Se voiler la face ou pas ?

Il y a des sujets tabous. Les aborder revient à entrer dans les zones marécageuses où les remugles les plus nauséabonds peuvent empuantir l’atmosphère, où les chemins les plus étroits côtoient les sables mouvants de l’oubli. Dans ces zones de perdition, la plus extrême prudence est de rigueur. Faut-il pour autant se refuser à les regarder en face ?

La question de la proportion de musulmans dans la population de notre pays et de son évolution est de ceux-là. Or, il se trouve que le Pew Research Center, institut américain de recherches, spécialiste des études démographiques et des statistiques religieuses dont la rigueur et le sérieux sont reconnus, a publié le 30 novembre dernier une étude selon laquelle la population musulmane pourrait doubler voire tripler d’ici à 2050. Et, selon les divers scénarios envisagés (gel de l’immigration, immigration modérée ou immigration et taux de fécondité conformes à la tendance actuelle), la France pourrait alors compter entre 12 et 18% de musulmans.

CONSIGNE 1 → Redonnez à l'identique le passage du texte fourni qui commence par les mots « Il y a des sujets » et s'achève par « regarder en face ? ».
CONSIGNE 2 → Énumérez les scénarios envisagés par l'étude que mentionne le texte fourni.
CONSIGNE 3 →
D'après le texte fourni, les affirmations suivantes sont-elles exactes ? Répondez par oui ou par non en citant les mots du texte qui tranchent.
(a) Le Pew Research Center a publié son étude le 30 novembre.
(b) Selon l'étude, la France pourrait compter plus de 20 % de musulmans en 2050.
(c) Le Pew Research Center est un institut britannique.

DONNÉES EXTRAITES →
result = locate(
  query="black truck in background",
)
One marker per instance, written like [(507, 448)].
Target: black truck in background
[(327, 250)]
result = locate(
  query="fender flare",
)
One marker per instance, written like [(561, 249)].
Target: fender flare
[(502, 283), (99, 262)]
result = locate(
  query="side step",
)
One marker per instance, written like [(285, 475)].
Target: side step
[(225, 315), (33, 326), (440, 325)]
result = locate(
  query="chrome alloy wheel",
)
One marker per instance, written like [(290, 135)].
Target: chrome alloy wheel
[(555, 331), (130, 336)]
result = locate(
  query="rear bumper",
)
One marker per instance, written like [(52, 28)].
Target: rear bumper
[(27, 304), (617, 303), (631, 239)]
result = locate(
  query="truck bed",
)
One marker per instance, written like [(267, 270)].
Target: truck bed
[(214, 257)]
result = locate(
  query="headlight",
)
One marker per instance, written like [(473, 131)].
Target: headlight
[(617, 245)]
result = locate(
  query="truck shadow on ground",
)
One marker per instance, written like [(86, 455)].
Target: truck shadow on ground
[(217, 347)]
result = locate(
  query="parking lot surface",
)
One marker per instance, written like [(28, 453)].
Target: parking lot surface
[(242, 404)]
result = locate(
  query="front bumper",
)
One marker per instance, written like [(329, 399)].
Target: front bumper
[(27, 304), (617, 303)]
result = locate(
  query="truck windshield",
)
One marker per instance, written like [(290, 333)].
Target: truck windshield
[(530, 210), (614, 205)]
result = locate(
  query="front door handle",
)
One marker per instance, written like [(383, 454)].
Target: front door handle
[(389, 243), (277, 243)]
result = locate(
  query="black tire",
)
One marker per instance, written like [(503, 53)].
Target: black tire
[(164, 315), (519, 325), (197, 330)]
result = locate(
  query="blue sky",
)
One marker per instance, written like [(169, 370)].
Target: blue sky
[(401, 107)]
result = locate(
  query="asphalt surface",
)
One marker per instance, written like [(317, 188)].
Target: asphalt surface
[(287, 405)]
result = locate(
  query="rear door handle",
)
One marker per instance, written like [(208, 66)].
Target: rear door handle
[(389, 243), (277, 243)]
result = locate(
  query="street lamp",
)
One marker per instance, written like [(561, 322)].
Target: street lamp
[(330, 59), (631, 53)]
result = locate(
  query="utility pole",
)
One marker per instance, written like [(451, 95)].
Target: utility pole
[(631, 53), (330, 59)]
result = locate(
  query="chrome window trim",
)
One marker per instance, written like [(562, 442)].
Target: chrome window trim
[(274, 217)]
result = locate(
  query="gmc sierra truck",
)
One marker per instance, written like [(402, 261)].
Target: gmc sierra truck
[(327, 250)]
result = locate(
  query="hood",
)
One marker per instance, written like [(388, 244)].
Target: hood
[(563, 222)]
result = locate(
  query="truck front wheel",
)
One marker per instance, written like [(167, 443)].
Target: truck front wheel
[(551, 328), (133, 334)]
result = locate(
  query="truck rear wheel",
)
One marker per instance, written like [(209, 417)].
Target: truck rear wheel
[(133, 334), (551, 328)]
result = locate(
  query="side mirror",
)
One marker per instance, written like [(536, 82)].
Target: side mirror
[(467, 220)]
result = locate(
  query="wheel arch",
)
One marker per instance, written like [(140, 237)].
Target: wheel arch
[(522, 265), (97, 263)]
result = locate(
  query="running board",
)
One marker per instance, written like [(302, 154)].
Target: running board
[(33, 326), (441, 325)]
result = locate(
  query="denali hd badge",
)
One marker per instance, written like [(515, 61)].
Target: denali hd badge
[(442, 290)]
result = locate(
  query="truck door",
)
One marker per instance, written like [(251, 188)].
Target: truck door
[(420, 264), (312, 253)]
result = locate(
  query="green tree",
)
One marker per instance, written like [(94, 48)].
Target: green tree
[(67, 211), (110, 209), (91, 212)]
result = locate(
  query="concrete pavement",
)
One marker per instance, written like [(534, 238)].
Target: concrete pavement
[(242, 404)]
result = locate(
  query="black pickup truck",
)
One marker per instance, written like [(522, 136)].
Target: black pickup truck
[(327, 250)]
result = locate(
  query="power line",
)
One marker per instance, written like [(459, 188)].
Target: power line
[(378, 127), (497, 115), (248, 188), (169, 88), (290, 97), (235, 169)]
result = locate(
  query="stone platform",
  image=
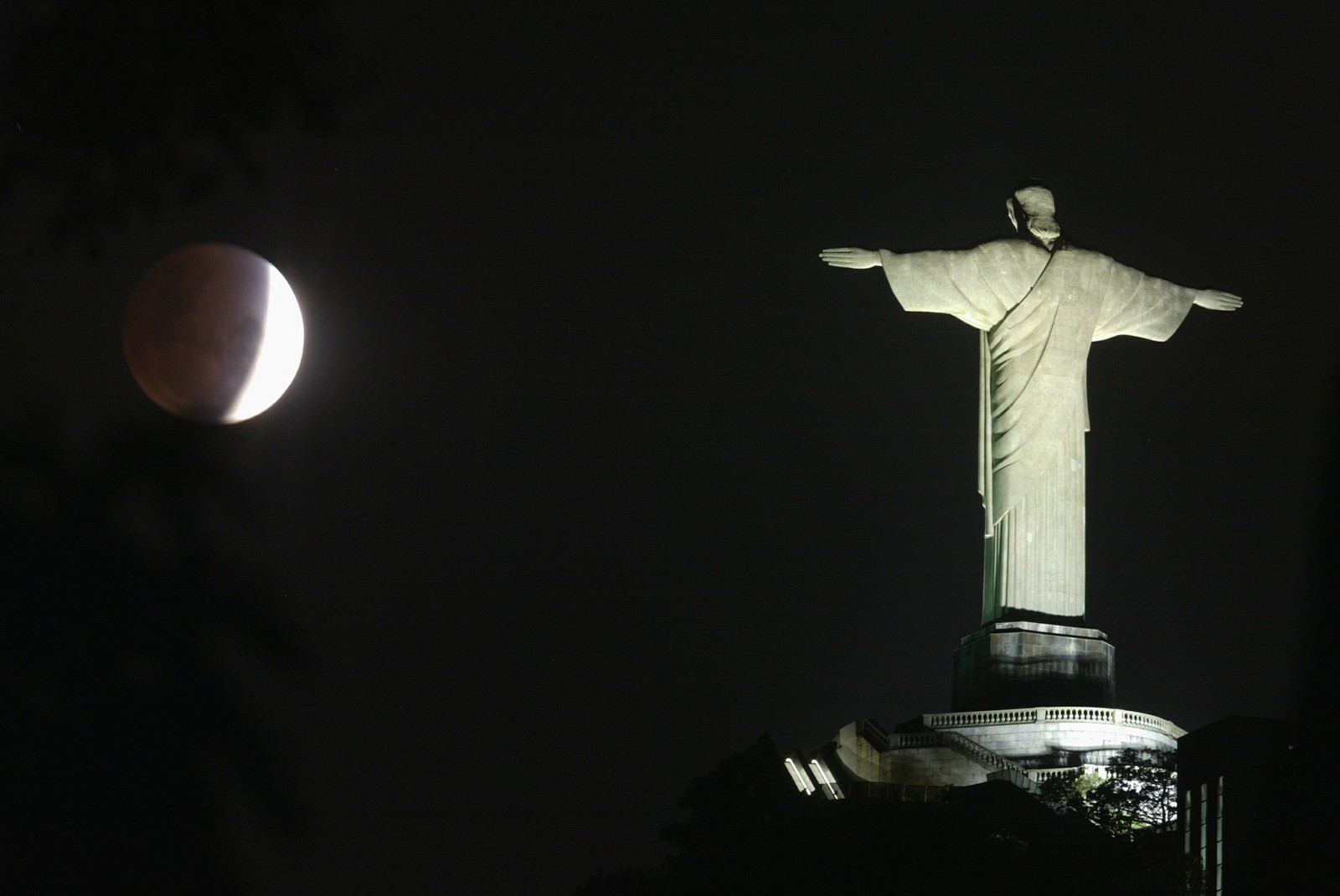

RÉPONSE ATTENDUE 1 →
Il y a des sujets tabous. Les aborder revient à entrer dans les zones marécageuses où les remugles les plus nauséabonds peuvent empuantir l’atmosphère, où les chemins les plus étroits côtoient les sables mouvants de l’oubli. Dans ces zones de perdition, la plus extrême prudence est de rigueur. Faut-il pour autant se refuser à les regarder en face ?

RÉPONSE ATTENDUE 2 →
- gel de l'immigration
- immigration modérée
- immigration et taux de fécondité conformes à la tendance actuelle

RÉPONSE ATTENDUE 3 →
(a) Oui : « a publié le 30 novembre dernier une étude ».
(b) Non : « la France pourrait alors compter entre 12 et 18% de musulmans ».
(c) Non : « institut américain de recherches ».